Extract every line of the records below that contains the word "seat". Case counts.
--- begin Input records ---
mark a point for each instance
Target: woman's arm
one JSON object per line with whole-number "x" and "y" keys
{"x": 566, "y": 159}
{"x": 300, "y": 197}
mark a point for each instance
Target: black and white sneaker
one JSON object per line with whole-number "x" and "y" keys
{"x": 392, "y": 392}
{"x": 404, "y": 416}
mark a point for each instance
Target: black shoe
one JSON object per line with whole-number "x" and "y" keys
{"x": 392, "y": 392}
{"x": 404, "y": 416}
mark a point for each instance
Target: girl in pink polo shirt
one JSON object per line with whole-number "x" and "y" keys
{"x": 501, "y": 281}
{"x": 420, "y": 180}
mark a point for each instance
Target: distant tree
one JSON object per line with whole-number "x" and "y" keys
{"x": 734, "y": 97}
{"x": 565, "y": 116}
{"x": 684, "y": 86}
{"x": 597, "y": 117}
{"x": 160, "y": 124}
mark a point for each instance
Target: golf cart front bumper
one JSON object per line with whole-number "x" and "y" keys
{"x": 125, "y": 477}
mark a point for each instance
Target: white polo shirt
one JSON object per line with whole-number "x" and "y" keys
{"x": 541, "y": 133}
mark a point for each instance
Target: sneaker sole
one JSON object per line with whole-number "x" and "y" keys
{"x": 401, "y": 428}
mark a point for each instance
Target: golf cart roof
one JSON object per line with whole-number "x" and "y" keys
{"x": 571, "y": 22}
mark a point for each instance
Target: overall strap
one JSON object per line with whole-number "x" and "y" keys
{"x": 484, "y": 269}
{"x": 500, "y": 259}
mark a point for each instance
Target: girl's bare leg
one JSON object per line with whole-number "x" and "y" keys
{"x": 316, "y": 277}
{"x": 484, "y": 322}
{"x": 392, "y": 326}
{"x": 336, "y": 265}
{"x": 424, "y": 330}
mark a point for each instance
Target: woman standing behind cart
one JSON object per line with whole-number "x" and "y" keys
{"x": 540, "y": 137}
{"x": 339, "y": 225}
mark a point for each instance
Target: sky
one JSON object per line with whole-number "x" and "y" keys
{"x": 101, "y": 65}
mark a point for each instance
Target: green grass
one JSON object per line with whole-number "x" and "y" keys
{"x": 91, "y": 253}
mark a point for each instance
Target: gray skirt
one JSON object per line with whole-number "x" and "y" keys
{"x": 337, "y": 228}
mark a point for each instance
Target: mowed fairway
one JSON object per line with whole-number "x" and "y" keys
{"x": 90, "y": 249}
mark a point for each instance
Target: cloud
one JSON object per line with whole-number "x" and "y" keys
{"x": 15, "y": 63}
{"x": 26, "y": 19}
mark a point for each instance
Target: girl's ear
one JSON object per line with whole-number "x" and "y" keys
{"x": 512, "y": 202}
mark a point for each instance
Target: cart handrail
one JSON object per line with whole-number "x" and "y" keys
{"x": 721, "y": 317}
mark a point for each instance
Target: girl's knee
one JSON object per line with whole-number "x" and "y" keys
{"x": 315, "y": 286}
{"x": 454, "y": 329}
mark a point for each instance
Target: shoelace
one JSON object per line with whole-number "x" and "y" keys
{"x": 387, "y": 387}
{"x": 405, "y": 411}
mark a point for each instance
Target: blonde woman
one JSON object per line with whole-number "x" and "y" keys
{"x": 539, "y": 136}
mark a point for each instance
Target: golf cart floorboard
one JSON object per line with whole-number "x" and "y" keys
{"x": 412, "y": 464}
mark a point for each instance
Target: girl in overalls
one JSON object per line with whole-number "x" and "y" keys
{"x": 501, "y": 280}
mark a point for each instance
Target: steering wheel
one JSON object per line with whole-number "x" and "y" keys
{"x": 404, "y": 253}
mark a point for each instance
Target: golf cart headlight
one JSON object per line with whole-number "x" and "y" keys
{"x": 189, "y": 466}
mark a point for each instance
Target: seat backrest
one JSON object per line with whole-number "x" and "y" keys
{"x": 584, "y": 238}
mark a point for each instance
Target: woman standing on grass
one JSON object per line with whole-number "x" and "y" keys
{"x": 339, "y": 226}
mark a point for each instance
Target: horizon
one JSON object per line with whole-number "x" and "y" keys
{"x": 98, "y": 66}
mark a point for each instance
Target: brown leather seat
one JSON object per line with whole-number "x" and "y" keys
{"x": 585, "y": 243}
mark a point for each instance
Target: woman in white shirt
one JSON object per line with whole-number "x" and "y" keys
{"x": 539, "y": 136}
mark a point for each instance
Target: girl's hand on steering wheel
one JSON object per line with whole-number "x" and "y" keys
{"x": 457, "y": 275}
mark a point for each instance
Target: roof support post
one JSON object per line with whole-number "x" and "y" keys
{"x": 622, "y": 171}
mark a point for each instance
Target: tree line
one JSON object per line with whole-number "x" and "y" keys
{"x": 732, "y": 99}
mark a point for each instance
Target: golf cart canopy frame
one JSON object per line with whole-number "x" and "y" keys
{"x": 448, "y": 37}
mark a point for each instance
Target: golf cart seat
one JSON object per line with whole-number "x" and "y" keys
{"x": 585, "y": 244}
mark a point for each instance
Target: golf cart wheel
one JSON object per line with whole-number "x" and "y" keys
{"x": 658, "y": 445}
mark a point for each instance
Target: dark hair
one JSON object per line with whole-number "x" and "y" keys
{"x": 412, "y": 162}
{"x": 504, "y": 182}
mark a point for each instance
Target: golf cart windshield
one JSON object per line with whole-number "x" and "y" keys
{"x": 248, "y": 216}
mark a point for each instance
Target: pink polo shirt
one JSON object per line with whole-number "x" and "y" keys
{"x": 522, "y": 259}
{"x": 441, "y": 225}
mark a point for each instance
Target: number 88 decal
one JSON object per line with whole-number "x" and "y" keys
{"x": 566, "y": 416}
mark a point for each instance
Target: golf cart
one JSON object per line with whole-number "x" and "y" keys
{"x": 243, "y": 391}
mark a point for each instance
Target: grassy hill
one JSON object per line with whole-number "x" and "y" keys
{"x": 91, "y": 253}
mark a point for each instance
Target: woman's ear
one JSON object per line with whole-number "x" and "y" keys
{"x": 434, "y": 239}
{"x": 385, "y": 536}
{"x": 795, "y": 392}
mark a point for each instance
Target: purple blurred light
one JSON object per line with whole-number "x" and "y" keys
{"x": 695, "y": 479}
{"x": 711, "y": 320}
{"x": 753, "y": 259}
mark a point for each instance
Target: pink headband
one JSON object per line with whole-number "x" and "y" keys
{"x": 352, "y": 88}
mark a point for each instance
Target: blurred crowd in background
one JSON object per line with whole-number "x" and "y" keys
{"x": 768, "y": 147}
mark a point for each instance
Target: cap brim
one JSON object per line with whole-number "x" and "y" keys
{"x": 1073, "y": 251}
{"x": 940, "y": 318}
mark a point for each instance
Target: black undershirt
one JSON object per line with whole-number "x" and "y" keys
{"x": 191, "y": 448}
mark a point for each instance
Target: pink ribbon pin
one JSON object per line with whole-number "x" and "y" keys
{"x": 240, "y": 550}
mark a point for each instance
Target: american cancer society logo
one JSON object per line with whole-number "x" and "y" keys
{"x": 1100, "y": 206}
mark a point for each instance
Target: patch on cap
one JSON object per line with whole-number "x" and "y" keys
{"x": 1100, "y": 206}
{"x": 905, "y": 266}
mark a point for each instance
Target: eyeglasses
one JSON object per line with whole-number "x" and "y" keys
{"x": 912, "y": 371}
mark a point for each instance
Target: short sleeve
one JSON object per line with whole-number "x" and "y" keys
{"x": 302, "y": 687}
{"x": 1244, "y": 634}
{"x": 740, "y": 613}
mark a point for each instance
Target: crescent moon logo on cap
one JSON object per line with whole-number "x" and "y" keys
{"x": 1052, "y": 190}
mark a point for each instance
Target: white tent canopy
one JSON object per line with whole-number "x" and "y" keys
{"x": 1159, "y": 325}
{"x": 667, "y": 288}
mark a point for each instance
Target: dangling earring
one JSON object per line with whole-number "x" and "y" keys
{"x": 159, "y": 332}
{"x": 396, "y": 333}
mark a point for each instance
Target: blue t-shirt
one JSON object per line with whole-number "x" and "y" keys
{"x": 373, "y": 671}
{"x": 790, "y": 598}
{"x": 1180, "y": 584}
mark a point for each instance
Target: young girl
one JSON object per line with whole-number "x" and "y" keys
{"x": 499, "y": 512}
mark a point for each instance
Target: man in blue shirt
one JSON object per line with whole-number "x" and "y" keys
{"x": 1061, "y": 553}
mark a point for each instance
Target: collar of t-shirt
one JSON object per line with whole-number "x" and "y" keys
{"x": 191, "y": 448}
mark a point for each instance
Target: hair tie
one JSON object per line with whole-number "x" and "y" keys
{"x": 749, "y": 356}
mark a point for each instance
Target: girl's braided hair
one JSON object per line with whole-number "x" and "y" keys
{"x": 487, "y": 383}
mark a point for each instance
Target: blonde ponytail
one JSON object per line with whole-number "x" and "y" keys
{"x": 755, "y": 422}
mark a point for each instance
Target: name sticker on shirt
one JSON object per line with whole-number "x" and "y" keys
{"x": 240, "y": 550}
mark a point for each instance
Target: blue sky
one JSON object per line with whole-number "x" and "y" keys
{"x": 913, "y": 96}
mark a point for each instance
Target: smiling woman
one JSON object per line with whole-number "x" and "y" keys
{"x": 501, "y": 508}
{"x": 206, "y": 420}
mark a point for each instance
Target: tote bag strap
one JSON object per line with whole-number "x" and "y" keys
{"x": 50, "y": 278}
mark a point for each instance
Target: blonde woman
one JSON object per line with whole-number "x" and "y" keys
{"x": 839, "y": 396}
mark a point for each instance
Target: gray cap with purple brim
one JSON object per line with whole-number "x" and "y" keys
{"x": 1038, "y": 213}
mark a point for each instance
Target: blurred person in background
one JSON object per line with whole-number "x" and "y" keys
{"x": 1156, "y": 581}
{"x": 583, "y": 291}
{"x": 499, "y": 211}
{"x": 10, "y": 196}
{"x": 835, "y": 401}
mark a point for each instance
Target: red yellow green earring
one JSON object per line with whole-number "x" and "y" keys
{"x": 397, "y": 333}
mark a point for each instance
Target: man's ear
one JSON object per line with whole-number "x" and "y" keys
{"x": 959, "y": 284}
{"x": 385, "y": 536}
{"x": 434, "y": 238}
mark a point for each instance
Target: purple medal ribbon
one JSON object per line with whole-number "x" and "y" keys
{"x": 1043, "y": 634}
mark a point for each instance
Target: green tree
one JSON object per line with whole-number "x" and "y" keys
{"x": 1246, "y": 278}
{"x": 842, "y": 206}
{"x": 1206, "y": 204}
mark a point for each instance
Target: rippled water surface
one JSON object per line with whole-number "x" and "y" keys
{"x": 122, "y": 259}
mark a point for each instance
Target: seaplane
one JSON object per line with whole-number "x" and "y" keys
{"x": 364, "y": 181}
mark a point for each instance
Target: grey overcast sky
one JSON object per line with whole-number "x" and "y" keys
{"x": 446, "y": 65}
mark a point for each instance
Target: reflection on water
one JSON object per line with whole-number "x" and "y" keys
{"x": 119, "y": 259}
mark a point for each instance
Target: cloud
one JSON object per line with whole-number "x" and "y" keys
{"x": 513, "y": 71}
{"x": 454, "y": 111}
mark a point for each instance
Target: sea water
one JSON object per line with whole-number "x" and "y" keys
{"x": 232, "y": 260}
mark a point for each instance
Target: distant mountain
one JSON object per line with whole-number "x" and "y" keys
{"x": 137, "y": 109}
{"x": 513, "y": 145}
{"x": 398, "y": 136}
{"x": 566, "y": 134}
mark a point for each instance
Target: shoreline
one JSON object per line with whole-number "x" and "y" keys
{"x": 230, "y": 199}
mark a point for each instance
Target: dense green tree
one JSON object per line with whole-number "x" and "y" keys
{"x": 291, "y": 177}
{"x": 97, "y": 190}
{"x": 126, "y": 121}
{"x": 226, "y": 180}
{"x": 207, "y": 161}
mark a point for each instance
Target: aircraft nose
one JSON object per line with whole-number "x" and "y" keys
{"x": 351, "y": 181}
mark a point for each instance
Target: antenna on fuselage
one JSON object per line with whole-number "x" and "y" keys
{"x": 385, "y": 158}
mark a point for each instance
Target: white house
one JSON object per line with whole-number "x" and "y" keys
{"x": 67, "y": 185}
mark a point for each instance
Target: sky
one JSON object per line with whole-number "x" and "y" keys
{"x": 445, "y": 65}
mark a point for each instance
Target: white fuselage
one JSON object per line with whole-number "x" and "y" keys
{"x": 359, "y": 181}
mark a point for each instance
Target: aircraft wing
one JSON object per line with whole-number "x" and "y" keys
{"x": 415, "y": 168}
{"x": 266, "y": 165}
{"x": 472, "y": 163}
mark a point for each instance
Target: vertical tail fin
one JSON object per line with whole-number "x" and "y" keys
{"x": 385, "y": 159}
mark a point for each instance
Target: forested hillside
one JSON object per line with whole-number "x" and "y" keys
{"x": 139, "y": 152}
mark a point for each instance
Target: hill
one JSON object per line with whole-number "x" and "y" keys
--- end Input records ---
#### Problem solution:
Target: seat backrest
Target: brown leather seat
Target: golf cart seat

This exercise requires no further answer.